§ **What is expected**:
The required output is the exact sequence of lines from the line holding "Target: vehicle wheel" to the end of the records, inclusive.

§ **Source material**:
- - - - -

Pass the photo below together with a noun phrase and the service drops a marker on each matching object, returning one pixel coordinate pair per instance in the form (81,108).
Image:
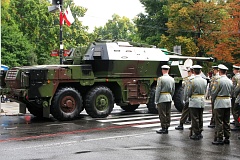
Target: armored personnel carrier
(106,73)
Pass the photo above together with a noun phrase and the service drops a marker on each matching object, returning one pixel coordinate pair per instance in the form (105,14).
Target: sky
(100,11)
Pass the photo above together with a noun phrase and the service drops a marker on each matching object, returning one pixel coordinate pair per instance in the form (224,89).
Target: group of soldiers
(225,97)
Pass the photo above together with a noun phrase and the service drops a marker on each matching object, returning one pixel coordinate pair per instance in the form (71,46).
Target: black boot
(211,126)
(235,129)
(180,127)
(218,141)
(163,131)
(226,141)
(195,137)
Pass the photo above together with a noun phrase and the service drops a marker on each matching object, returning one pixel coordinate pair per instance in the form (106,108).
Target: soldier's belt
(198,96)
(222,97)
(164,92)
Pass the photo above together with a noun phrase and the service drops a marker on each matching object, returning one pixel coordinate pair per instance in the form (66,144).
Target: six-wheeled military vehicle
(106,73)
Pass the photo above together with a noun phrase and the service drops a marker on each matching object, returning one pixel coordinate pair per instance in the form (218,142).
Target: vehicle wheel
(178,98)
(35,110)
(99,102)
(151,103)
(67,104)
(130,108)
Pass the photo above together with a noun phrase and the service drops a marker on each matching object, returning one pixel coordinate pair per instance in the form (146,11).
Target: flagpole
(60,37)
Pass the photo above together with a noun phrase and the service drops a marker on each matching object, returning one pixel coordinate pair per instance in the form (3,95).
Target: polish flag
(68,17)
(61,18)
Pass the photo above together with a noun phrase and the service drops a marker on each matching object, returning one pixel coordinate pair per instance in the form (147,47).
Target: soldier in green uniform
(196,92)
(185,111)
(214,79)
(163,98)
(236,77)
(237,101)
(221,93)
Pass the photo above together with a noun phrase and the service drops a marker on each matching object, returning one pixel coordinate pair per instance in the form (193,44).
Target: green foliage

- - - - -

§ **Answer box**:
Target: vehicle wheel
(178,98)
(35,110)
(99,102)
(151,103)
(67,104)
(130,108)
Pass the photo above together with a noun phrase and the service drops a marker on each matching object, returning one pixel coordinate pair per instance in the form (146,11).
Target: flagpole
(60,37)
Pass the photo above together with a noun phrase and the service drops a marker on each matching object, returning one pixel coordinate pair per instance in the form (3,95).
Target: polish flag
(68,17)
(61,18)
Pass the photo above together with a noun phrase and the service drops a marker on each matching object, returning one pixel coordinate pair per instance in the form (147,47).
Target: soldier in green uniform
(196,92)
(185,111)
(214,79)
(163,98)
(236,77)
(237,101)
(221,93)
Pass the photo above together with a noun phrase and the service drops a marker on each matching object, returning one pixel coordinate pair per instance in the form (193,44).
Target: green foliage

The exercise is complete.